| Work required |
Recast every line of the entries below as a numbered list, omitting any blank lines.

(Coordinate annotation entries)

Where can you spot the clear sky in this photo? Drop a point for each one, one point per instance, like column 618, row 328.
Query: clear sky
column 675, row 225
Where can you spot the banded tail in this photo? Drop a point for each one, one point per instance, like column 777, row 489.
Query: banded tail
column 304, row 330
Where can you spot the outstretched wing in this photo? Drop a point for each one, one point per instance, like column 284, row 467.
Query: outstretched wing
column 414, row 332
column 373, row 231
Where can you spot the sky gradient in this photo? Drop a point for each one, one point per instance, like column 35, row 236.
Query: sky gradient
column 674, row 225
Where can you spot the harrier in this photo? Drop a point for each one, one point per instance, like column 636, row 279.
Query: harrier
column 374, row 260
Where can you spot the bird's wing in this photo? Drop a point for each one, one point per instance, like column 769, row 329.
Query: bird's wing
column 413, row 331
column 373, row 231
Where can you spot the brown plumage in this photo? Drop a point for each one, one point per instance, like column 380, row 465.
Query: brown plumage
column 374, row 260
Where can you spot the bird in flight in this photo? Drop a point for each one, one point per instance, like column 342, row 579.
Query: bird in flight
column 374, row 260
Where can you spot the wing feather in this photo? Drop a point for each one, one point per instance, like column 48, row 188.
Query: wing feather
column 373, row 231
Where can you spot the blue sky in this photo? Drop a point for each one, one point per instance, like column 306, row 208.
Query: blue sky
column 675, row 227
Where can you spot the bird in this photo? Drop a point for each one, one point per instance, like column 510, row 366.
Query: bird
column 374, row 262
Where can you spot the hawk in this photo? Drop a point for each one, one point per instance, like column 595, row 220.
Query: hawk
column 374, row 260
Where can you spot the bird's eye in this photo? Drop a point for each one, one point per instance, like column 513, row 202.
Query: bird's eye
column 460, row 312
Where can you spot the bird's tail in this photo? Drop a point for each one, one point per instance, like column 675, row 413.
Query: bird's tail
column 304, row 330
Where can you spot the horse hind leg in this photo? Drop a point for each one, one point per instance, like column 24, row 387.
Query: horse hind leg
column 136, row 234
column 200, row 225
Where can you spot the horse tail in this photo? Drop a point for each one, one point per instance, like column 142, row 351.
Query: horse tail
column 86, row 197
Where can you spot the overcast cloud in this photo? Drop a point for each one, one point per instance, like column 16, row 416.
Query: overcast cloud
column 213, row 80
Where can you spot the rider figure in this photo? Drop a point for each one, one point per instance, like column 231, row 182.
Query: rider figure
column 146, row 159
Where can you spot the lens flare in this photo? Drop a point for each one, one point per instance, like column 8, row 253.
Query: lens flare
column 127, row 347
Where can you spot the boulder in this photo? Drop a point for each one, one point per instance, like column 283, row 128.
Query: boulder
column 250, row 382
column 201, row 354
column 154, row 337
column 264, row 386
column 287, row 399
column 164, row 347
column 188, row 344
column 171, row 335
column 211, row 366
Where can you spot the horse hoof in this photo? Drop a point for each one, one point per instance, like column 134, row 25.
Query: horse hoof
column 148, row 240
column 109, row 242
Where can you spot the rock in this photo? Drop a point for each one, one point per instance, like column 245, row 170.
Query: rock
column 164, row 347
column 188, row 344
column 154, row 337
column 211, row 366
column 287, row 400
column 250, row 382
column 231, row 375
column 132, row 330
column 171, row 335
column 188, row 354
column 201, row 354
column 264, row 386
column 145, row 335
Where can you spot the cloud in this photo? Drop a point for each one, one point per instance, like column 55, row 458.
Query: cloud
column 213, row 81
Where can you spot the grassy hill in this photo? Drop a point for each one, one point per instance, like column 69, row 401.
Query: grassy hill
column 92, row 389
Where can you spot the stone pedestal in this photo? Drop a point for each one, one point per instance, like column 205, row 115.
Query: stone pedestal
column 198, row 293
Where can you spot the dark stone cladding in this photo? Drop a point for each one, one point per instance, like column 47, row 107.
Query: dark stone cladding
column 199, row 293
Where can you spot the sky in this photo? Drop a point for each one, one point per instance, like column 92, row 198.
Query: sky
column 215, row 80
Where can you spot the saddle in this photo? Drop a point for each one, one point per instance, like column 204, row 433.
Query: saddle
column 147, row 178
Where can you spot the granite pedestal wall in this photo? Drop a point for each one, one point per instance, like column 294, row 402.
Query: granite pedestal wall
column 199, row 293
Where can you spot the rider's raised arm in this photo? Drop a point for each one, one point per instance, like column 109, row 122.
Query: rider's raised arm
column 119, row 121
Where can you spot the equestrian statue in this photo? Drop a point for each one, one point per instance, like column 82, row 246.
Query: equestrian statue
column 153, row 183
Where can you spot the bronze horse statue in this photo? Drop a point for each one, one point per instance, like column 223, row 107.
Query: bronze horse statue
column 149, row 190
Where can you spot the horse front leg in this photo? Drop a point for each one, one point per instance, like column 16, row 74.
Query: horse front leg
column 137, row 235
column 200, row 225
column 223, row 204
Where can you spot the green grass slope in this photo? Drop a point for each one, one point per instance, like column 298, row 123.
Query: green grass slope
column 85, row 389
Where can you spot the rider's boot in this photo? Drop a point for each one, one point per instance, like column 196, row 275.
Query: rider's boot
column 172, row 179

| The reply |
1. Where can you spot the clear sky in this photo? Drop a point for each one, one point per instance, like column 618, row 328.
2. Query: clear sky
3. column 675, row 225
4. Where can you spot the banded tail in this photo? Drop a point for each one, one point per instance, like column 777, row 489.
5. Query: banded tail
6. column 304, row 330
7. Where can you spot the outstretched wing in this photo? Drop a point for each one, one point per instance, like column 284, row 467.
8. Query: outstretched wing
9. column 414, row 332
10. column 373, row 231
11. Where can you spot the sky gradient in this photo? Drop a point for each one, one point per instance, like column 35, row 236.
12. Query: sky gradient
13. column 674, row 225
14. Where can you spot the harrier in this photo? Drop a point for each one, one point per instance, like column 636, row 279.
15. Query: harrier
16. column 374, row 260
17. Where can you spot the bird's wing in this photo? Drop a point for each one, one point per instance, like column 769, row 329.
18. Query: bird's wing
19. column 413, row 331
20. column 373, row 231
21. Where can you spot the brown plumage in this photo? Drop a point for each one, one point per instance, like column 380, row 465.
22. Query: brown plumage
23. column 374, row 260
24. Where can you spot the bird in flight in this photo? Drop a point for each one, one point per instance, like column 342, row 579.
25. Query: bird in flight
26. column 374, row 260
27. Where can you spot the wing feather in this photo? Drop a point for each one, one point per instance, like column 48, row 188.
28. Query: wing feather
29. column 373, row 231
30. Where can you spot the blue sky in this photo? Drop a point for each one, one point per instance, like column 306, row 208.
31. Query: blue sky
32. column 675, row 227
33. Where can you spot the bird in this photo? Drop a point for each one, one point per instance, like column 510, row 366.
34. Query: bird
35. column 374, row 262
36. Where can you spot the hawk in this photo? Drop a point for each one, one point per instance, like column 595, row 220.
37. Query: hawk
38. column 374, row 260
39. Where can you spot the bird's eye in this photo? Drop a point for each one, one point per instance, like column 513, row 202.
40. Query: bird's eye
41. column 460, row 312
42. Where can you spot the bird's tail in this photo? Drop a point for each one, one point per instance, like column 675, row 413.
43. Query: bird's tail
44. column 304, row 330
45. Where can you spot the horse hind leg in this photo? Drop a point for each one, one point per instance, like column 24, row 387.
46. Query: horse hind leg
47. column 136, row 234
48. column 200, row 225
49. Where can you spot the horse tail in this photo? Drop a point for each one, one point per instance, like column 142, row 351.
50. Query: horse tail
51. column 86, row 197
52. Where can you spot the overcast cloud in this photo? Drop a point for each one, one point per instance, like column 16, row 416.
53. Query: overcast cloud
54. column 213, row 80
55. Where can you spot the rider figure in this photo? Drop a point for each one, one point per instance, like column 231, row 182.
56. Query: rider figure
57. column 146, row 159
58. Where can you spot the lens flare in this photo? Drop a point for each one, one point per instance, like column 8, row 253.
59. Query: lens flare
60. column 127, row 347
61. Where can you spot the boulder in this photo? Drop a point for each one, one point per instance, like column 283, row 128.
62. Query: boulder
63. column 250, row 382
64. column 201, row 354
65. column 154, row 337
66. column 264, row 386
67. column 287, row 399
68. column 164, row 347
69. column 188, row 344
70. column 171, row 335
71. column 211, row 366
72. Where can you spot the horse hoof in this photo? Drop a point for each one, one point per instance, like column 134, row 25.
73. Query: horse hoof
74. column 148, row 240
75. column 109, row 242
76. Where can you spot the rock in this photo? Drop a point for each one, one point per instance, like column 245, row 170.
77. Query: rock
78. column 164, row 347
79. column 188, row 344
80. column 154, row 337
81. column 211, row 366
82. column 287, row 400
83. column 250, row 382
84. column 231, row 375
85. column 132, row 330
86. column 171, row 335
87. column 188, row 354
88. column 201, row 354
89. column 264, row 386
90. column 145, row 335
91. Where can you spot the cloud in this photo? Drop a point for each one, one point per instance, like column 55, row 458.
92. Query: cloud
93. column 213, row 81
94. Where can you spot the grassy hill in this photo? Drop a point for each one, one point per instance, like column 69, row 401.
95. Query: grassy hill
96. column 92, row 389
97. Where can you spot the stone pedestal in this photo? Drop a point for each one, one point per instance, like column 205, row 115.
98. Query: stone pedestal
99. column 198, row 293
100. Where can you spot the dark stone cladding in this photo? Drop a point for each one, one point per instance, like column 47, row 107.
101. Query: dark stone cladding
102. column 199, row 293
103. Where can you spot the sky in this photo? Drop a point for each one, one point per instance, like column 92, row 198.
104. Query: sky
105. column 215, row 80
106. Where can you spot the saddle in this photo? Drop a point for each one, one point per instance, like column 204, row 433.
107. Query: saddle
108. column 147, row 178
109. Where can you spot the granite pedestal wall in this photo? Drop a point for each one, one point per instance, like column 294, row 402.
110. Query: granite pedestal wall
111. column 199, row 293
112. Where can you spot the rider's raised arm in this photo? Drop a point for each one, one point per instance, like column 109, row 122.
113. Query: rider's raised arm
114. column 119, row 121
115. Where can you spot the equestrian statue in this photo? Drop a point for each one, one point per instance, like column 82, row 246.
116. Query: equestrian statue
117. column 153, row 183
118. Where can you spot the bronze horse statue in this photo? Drop a point for each one, one point per instance, like column 223, row 107.
119. Query: bronze horse statue
120. column 149, row 190
121. Where can you spot the horse front leg in this photo? Drop a point for each one, one point per instance, like column 16, row 74.
122. Query: horse front leg
123. column 137, row 235
124. column 200, row 225
125. column 223, row 204
126. Where can you spot the green grass slope in this photo? Drop a point for each one, one point per instance, like column 298, row 123.
127. Query: green grass slope
128. column 85, row 389
129. Where can you spot the rider's boot in this photo? Drop a point for each one, one point per instance, like column 196, row 275.
130. Query: rider's boot
131. column 172, row 179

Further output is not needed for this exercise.